> **Problem to work on**
The stretch wanted below opens at the line containing "In this exercise you will indicate the number" and closes at the line containing "In this exercise you will indicate the rock". Please return it exactly, with no other lines.

Data shown Start Marker

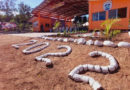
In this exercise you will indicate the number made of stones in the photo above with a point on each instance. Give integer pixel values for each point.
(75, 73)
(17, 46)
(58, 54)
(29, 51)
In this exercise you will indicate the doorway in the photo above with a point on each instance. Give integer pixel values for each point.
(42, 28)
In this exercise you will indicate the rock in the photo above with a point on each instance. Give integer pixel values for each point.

Data shown End Marker
Data shown Start Marker

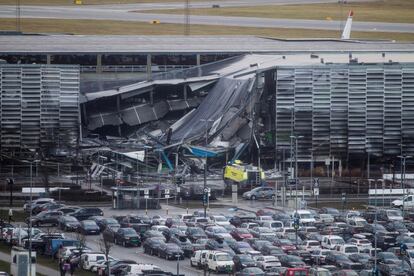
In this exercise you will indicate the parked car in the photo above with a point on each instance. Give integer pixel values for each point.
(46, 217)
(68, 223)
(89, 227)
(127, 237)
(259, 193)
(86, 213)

Data shown End Marker

> **Written response**
In this exercise you will indicate the number made of stones in the photo above with a point on each instance. Give integer pixel values for each point.
(75, 73)
(17, 46)
(58, 54)
(29, 51)
In this exercise you will indicate the doorway in the photo above with a point on each instance. Give integer pixel values for each point.
(42, 28)
In this exercise you will indicate the rock in the photo above with a point on each instance. Give integer pixel values for each point.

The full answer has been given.